→ Exercise instructions:
Continue the interview transcript about the Sinclair Broadcast Group's local news stations, starting right after its final sentence.

→ Extract to read:
---*---
The outlet on which most Americans rely for trustworthiness is not CNN or Fox or the New York Times. It is their local news station, which provides crucial information close to home. It's part of the community, except when it's not.
Nearly 200 of those stations across the nation are owned by the Sinclair Broadcast Group, a private company founded in the 1970s. These stations still bear the logos of ABC, NBC, and CBS, but their newsrooms are subject to Sinclair's directives, ginning up stories of crime and homelessness, drug use, focusing on the failing nation stuff Trump so loves.
And the local news folks at Sinclair stations are compelled to read scripts from Sinclair HQ. Recently, Judd Legum, author of the Popular Information newsletter, noticed that some of that material, especially on Biden's age, began as tweets from the Republican National Committee.
Unbeknownst to viewers, Sinclair works hand in glove with the RNC. Sinclair runs what they call the National Desk, and they have been producing these attacks on Biden's mental fitness and then posting them automatically to dozens of local news sites.
Let's open up the how low can you go file. You highlighted an article that appeared on June 6th about Biden at a D-Day event, supposedly attempting to sit down on three separate occasions. It concluded that, quote, Biden's strange stooping motion caused several terms to trend on X, including diaper, pooping and pooped.
Yes. I mean, this is such an absurd claim that Biden would have soiled himself at a public event because he was sitting down. And what happens is and what's really insidious about this is this little snippet about what's trending on X, using that as essentially an excuse to launder this reputation.
rumor into news is then appended to all of the other stories that Sinclair is publishing about Biden's supposed mental issues. So it's just being promoted again and again and again. This appeared on some 86 different affiliate sites? At least. I mean, these are just the ones that I have been able to verify as far as I know about
from talking to people inside of Sinclair, these pieces from the National Desk are pushed automatically to all of the affiliate websites. So at least 86, but probably much more. You got to admit, some of that video, edited or otherwise, doesn't look great. He just looks his age, which is concerning to voters across the spectrum, I think, especially young progressives.
That's very reasonable, but that concern should be based on facts and not these rumors and insinuations. Just to underscore the pattern, the RNC tweets video of Biden selectively edited to look decrepit. Then Sinclair turns the tweet into an article released to its stations nationwide.
Do these stories ever creep further up the news chain or do they not need to? I don't think they necessarily need to because this is a powerful vehicle for information. If you look at what kind of media the swing voters are reading, they're probably not reading the New York Times. They're probably not reading the Washington Post. They're probably not watching Meet the Press, but they are watching their local news. So you're hitting...
just the type of people that you want to reach. But it is part of a larger ecosystem that is pushing these messages. A lot of Rupert Murdoch properties, Fox News, The Wall Street Journal, The New York Post are engaging in a lot of the same behavior. Of course, there's a whole network of
Right-wing websites engaging in the same behavior, podcasts, others, an ecosystem that includes the Trump campaign itself. But it is unique in that it is able to do so without any outward signs of bias or ideological bias.
---*---
→ Raw data:
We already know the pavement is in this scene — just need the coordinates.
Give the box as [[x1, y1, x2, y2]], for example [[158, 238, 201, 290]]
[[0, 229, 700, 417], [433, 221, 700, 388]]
---*---
→ Expected answer:
tilt. The problem seems to be that Sinclair stations look like normal local news stations until you actually listen. That is the core of the problem.
It's a matter of transparency. Local news and these local anchors are really one of the last bastions of trust in the media in the United States. Upwards of 70% of Americans, according to a Gallup poll late last year,
still trust local news. So it's one thing to have this appear on Fox News, which people understand is ideologically conservative. It's another to have it appear on these local affiliates that are not viewed as ideological and are trusted by people across the political spectrum. The other thing that
viewers and readers do not know is that the local anchors and the local journalists working at these stations are not involved at all in this process, have no ability to decide whether or not to publish these articles on their websites or run these segments on their broadcasts.
Do you mean that they're given scripts from up above and they are compelled to read them? That's exactly what's happening. Are they required to read them? Yes, they are. There was one very recently based on a Wall Street Journal report that alleged that Biden was, quote, slipping in private meetings.
They interviewed a lot of people for the piece, but the only person who was quoted on the record was former House Speaker Kevin McCarthy, obviously a Republican, not a fan of Biden. And also McCarthy is someone who, when he was in office, actually publicly praised Biden's performance in these private meetings. So not really a consistent story from him either. A package was produced by
promoting that story, and the local news anchors were required to read an intro, not only questioning Biden's mental fitness, but also saying that this issue could be, quote, an election decider.
A report from the Wall Street Journal questions the mental fitness of President Joe Biden. New at 4 o'clock, the Wall Street Journal is out with a new report calling into question the mental fitness of President Joe Biden. The Wall Street Journal is out with reporting calling into question the mental fitness of President Joe Biden. As national correspondent Matt Gelka tells us. The issue could be an election decider. Could be an election decider. Could be an election decider.
Sinclair has defended this practice as standard procedure. And it is true that, for instance, CNN operates a syndicated service where they'll produce a package on national issues and make that available to local affiliates who are subscribers to this service and provide a script to intro these packages.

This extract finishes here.